▶ [Task brief] Nothing but the text of the records should come back; copy it exactly and leave the pictures out.

▶ [Point-per-instance localization data]
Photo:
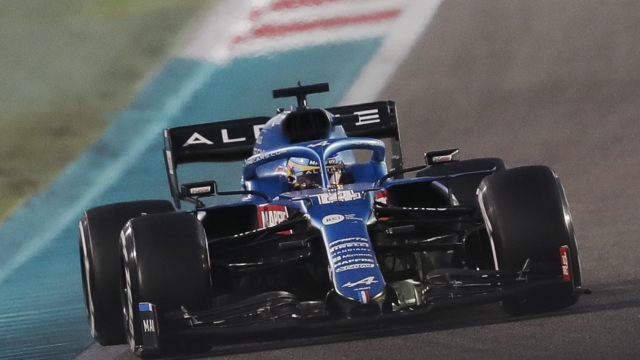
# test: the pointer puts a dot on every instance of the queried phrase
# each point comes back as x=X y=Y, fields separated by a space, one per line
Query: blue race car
x=322 y=234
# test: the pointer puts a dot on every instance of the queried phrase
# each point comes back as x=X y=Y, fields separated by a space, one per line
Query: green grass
x=55 y=89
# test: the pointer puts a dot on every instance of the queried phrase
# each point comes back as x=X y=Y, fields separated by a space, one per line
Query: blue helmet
x=304 y=173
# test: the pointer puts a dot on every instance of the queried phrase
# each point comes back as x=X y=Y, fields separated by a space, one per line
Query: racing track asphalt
x=534 y=82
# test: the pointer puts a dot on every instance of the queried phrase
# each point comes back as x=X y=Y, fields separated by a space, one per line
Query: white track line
x=394 y=50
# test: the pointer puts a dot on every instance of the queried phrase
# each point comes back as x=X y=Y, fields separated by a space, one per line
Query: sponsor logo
x=332 y=219
x=197 y=139
x=381 y=197
x=367 y=117
x=443 y=158
x=263 y=156
x=200 y=190
x=322 y=143
x=354 y=267
x=271 y=215
x=335 y=196
x=564 y=259
x=149 y=325
x=366 y=281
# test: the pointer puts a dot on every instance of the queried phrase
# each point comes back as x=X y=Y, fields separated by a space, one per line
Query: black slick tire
x=527 y=217
x=99 y=230
x=166 y=263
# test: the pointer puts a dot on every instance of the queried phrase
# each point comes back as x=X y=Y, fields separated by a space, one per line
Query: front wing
x=444 y=289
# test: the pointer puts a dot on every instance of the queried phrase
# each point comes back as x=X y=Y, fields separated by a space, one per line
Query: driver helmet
x=304 y=173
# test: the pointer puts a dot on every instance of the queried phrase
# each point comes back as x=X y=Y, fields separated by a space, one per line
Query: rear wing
x=233 y=140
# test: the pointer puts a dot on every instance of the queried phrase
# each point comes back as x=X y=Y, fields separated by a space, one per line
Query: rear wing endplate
x=233 y=140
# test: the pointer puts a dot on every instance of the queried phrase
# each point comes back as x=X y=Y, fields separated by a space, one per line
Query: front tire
x=100 y=263
x=527 y=217
x=166 y=263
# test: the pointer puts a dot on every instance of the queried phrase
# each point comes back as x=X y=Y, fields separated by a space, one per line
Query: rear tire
x=166 y=263
x=100 y=263
x=527 y=217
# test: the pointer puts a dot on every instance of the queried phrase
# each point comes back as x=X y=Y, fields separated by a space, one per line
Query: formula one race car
x=322 y=233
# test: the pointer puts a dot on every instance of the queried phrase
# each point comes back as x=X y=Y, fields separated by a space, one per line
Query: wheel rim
x=127 y=296
x=85 y=266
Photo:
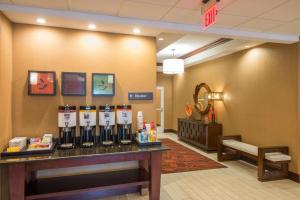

▶ [Output of the task]
Photo:
# test: the pointer puts a dot on every instance of the queried phrase
# each point comes back as x=X y=Y, fields separated by a space, one per line
Query: blue race car
x=322 y=234
# test: the pointer puts a dot on every instance of the queried phrase
# each point comes back as x=X y=Y, fields separated by a space, one per line
Query: green grass
x=55 y=89
# test: the pointer puts a dot on every instance of the queried phrase
# each point comes back as x=X y=Y, fields separated by a space, one per line
Query: blue helmet
x=304 y=173
# test: the pointer puts a dot on every instance of the queried phrase
# each point comes back as x=X y=Y, fields separated by a space, one per line
Query: racing track asphalt
x=534 y=82
# test: the pointer puts a dot on every instance of the queried phrase
# each point comes back as x=X y=Y, fields separated by a space, one per line
Query: white track line
x=394 y=50
# test: the pointer puts a dot on every instance of the queried phrase
# each point comes back as x=X y=Y, fields separated by a space, one per line
Query: sponsor logo
x=332 y=219
x=197 y=139
x=381 y=197
x=367 y=117
x=443 y=158
x=263 y=156
x=200 y=190
x=322 y=143
x=354 y=267
x=271 y=215
x=335 y=196
x=564 y=259
x=149 y=325
x=366 y=281
# test: the pointer puts a dot on every instance of the queried phrase
# each point comes back as x=X y=Y, fields separated by a space, one per line
Query: black slick tire
x=527 y=217
x=99 y=230
x=166 y=263
# test: the pointer puts a dot on every instance of the queried phrase
# each point comes back as x=X y=Y, fields separated by a space, one per line
Query: front wing
x=444 y=289
# test: the pointer puts a dot on every instance of the queried phrase
# each point comes back as x=X y=Y, fields separated by a space, one per line
Query: driver helmet
x=304 y=173
# test: the pointer puts a dot on every instance of the queried phrase
# each point comes back as x=X y=Y, fields separated by a space, one per line
Query: rear wing
x=233 y=140
# test: the pointer puts a dot on every instance of the queried phrase
# each point comes back as x=X y=Y, fields separated by a space, one per line
Query: rear wing endplate
x=233 y=140
# test: the pointer puts a dot on every instance of the queried phrase
# each point comes back as x=X y=Y, fields separated by a space, one per line
Query: front tire
x=100 y=263
x=527 y=217
x=166 y=263
# test: the pointer puts a dot on every instance of the queried phrase
# each point comes back as x=X y=Y, fields separated by a space, one per line
Query: rear tire
x=166 y=263
x=100 y=263
x=527 y=217
# test: the pointer puts a dot on every instance of the queried phrase
# each point comes back as x=X y=Y, fields separated by a space, one per line
Query: formula one race car
x=322 y=233
# test: the pointer puts a dot on every instance of the queried phrase
# each point comes back as x=X y=Y, fields separated by a space, one per line
Query: wheel rim
x=127 y=296
x=85 y=266
Photo:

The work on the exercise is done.